• What the exercise asks: Give again, word for word, each line from the top of the listing through the line that holds "Target: treeline horizon".
↓
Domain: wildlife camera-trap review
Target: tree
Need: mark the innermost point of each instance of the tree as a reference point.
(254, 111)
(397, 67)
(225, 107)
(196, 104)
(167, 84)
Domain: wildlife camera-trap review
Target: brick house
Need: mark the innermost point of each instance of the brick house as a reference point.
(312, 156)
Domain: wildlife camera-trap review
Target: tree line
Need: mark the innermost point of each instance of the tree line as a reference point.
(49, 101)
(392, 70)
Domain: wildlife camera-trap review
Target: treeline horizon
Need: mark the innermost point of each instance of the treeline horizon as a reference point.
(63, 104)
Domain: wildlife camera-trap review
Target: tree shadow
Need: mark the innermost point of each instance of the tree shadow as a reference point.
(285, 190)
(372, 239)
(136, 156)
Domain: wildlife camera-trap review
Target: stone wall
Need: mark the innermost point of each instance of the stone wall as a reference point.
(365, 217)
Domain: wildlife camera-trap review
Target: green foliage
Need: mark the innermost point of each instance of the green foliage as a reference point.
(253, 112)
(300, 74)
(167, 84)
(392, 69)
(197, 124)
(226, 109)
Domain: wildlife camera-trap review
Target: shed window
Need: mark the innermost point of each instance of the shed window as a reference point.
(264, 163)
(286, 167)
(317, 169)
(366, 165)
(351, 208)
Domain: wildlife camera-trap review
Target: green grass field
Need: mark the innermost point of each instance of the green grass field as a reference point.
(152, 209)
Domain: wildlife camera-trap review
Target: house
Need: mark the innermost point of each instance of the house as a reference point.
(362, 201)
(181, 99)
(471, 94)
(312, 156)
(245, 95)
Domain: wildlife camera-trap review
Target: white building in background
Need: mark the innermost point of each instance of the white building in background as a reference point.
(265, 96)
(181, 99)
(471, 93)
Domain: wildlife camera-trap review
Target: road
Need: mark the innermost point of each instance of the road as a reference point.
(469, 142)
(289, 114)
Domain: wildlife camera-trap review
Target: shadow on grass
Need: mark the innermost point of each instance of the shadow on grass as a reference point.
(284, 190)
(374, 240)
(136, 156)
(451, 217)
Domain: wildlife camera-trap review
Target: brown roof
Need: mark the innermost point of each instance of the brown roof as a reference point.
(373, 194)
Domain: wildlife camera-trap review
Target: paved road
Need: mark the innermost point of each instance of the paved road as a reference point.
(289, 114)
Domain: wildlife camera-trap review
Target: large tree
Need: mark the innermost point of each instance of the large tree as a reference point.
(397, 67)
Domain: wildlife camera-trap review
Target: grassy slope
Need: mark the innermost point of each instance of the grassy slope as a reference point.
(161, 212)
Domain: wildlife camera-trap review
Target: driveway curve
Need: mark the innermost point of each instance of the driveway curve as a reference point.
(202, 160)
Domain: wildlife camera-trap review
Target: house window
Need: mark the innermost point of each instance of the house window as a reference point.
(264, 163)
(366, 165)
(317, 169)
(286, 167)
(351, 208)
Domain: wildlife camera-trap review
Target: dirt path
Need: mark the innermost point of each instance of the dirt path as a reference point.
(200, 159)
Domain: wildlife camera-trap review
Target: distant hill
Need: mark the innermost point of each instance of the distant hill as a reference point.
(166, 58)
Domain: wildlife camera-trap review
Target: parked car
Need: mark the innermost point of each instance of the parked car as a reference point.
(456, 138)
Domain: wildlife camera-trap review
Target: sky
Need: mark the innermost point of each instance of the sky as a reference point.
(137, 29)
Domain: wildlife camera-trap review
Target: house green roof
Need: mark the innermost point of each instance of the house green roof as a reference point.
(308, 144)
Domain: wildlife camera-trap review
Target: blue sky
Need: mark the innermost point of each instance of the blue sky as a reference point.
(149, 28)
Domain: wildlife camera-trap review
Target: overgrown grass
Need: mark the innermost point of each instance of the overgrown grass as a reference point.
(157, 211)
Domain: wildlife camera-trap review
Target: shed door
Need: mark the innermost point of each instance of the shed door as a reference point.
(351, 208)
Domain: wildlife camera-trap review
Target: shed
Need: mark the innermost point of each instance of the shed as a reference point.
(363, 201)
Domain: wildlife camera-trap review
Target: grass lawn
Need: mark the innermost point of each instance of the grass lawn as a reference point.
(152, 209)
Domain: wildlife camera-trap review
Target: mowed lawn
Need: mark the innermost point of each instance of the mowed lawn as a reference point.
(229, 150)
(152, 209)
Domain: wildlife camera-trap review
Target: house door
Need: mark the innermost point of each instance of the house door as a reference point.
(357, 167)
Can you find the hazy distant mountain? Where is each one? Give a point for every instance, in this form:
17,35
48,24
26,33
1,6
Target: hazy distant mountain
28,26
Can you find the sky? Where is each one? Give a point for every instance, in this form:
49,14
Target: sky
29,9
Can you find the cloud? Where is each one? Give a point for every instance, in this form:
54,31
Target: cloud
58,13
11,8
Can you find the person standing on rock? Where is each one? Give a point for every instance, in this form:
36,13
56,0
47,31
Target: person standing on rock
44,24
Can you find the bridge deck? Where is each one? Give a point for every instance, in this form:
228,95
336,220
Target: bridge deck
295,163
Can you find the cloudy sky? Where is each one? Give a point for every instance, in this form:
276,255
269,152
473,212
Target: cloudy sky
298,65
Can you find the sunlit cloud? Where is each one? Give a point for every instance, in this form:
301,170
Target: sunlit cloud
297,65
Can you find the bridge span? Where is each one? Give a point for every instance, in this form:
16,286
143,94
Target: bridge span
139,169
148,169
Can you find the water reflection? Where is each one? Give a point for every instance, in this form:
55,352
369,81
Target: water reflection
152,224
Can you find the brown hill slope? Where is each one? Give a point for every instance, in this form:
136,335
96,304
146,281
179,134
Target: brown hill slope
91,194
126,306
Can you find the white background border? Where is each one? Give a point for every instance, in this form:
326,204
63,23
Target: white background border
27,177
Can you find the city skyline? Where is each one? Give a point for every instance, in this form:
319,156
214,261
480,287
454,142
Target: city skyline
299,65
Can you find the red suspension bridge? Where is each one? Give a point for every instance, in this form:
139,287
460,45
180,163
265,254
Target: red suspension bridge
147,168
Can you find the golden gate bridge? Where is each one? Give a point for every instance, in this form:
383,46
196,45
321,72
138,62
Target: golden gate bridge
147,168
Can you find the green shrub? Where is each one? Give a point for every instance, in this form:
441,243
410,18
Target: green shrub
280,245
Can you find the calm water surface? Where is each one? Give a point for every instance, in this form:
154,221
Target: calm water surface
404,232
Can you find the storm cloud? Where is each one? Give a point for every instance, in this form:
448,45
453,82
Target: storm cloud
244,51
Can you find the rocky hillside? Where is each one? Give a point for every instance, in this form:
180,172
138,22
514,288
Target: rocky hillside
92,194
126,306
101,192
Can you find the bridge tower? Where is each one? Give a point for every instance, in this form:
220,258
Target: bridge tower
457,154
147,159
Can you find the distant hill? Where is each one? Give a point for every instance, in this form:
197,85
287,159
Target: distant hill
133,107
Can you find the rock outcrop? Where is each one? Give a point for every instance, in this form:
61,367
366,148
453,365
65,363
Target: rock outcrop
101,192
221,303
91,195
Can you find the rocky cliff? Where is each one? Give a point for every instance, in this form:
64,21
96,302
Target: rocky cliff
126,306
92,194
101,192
↑
• Solution to the problem:
Domain: wildlife camera-trap review
Target: tree
Need: mark the innermost point of each instance of the tree as a reference point.
(254, 111)
(397, 67)
(225, 107)
(196, 104)
(167, 84)
Domain: wildlife camera-trap review
Target: brick house
Need: mark the innermost point of each instance of the brick house as a reference point.
(312, 156)
Domain: wildlife camera-trap review
Target: tree line
Need: mark the innermost point of each instance of the tree line as a reference point.
(49, 101)
(392, 70)
Domain: wildlife camera-trap review
Target: treeline horizon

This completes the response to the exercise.